### Data supplied
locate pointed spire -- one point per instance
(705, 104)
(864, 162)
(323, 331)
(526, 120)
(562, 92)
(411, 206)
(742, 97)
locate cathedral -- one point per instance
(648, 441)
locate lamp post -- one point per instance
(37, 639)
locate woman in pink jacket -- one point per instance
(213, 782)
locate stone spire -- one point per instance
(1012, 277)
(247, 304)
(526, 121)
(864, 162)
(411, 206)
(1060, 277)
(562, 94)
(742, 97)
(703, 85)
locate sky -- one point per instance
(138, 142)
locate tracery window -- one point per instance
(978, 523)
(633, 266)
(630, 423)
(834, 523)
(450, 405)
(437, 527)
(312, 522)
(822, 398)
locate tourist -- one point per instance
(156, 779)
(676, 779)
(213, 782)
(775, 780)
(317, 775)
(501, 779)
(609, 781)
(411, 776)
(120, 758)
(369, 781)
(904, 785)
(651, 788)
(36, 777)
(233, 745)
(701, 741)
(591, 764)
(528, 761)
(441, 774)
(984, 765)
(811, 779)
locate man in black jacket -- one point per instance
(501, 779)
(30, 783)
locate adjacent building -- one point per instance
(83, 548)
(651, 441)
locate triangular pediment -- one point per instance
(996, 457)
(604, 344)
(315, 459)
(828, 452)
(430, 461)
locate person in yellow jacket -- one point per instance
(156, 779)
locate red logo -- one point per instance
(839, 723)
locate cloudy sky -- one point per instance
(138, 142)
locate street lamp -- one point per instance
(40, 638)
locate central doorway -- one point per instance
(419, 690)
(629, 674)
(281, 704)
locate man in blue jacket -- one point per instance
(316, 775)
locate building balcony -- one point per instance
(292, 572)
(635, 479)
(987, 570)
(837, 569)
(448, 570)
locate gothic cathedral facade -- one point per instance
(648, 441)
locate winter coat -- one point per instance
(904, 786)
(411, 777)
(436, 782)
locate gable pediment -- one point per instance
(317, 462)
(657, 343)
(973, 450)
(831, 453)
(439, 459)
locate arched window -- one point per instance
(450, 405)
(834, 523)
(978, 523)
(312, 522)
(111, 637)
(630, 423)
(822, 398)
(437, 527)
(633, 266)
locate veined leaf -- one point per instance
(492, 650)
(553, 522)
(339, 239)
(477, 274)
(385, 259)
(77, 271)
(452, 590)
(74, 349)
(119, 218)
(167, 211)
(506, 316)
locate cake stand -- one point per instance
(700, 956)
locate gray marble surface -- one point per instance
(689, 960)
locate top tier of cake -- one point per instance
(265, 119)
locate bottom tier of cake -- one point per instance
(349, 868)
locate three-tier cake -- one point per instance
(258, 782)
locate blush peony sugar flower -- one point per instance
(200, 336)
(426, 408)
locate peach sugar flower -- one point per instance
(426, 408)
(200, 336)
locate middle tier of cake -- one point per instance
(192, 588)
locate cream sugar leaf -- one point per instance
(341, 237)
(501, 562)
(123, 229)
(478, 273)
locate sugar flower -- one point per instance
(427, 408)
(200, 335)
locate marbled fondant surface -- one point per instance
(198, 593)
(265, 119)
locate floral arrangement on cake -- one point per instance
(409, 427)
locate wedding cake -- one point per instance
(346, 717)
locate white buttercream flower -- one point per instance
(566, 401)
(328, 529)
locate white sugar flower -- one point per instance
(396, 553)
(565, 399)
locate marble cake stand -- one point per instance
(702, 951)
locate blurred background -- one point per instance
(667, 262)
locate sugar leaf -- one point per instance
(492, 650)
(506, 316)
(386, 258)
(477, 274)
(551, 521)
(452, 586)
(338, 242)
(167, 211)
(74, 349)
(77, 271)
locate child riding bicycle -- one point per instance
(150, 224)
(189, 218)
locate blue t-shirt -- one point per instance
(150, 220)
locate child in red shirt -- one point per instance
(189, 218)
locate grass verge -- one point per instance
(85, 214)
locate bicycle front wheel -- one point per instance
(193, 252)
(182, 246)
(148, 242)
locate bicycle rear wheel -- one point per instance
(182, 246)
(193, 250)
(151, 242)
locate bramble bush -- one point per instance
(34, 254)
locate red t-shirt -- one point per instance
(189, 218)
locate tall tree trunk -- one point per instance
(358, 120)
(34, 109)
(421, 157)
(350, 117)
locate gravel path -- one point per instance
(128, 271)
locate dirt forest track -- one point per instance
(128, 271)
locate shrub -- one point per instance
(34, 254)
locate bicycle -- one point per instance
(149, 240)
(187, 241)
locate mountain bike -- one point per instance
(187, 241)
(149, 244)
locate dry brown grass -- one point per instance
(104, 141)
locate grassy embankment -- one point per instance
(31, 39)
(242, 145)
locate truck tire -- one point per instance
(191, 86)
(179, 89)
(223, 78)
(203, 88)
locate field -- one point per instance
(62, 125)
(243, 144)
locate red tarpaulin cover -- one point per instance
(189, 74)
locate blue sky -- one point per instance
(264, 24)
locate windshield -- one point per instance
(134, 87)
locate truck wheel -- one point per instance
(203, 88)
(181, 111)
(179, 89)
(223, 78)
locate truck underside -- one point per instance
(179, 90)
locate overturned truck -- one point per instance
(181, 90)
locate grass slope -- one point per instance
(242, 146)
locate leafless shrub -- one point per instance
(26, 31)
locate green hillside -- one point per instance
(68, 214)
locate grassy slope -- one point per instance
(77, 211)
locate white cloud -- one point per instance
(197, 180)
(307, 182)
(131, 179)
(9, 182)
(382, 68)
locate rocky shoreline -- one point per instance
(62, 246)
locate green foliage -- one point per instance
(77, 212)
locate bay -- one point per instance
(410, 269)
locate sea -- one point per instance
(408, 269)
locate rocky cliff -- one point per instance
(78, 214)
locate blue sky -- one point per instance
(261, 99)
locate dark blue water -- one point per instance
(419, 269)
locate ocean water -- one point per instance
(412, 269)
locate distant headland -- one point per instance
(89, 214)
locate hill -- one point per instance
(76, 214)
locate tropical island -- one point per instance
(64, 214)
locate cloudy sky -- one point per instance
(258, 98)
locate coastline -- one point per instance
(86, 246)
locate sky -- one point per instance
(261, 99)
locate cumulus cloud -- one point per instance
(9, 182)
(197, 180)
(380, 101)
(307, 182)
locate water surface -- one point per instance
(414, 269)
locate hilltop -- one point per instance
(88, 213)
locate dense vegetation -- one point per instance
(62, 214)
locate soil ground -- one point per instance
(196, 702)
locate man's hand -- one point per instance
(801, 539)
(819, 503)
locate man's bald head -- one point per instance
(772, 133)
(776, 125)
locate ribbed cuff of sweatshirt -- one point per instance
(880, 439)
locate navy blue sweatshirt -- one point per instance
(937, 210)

### Aim of the task
Can you reproduce every line in the stretch from the line containing "locate dense vegetation" through the end of the entries, keeping each "locate" line unchanged and shifting every coordinate in the answers up by 81?

### Answer for this exercise
locate dense vegetation -- one point per instance
(143, 295)
locate soil ground -- one point per instance
(277, 783)
locate man's hand -- one point per instance
(882, 620)
(900, 584)
locate man's bald head -- one point per instance
(853, 214)
(857, 206)
locate ribbed cuff of sweatshirt -- one point per instance
(961, 520)
locate navy blue sweatshirt -- one point per instance
(1018, 291)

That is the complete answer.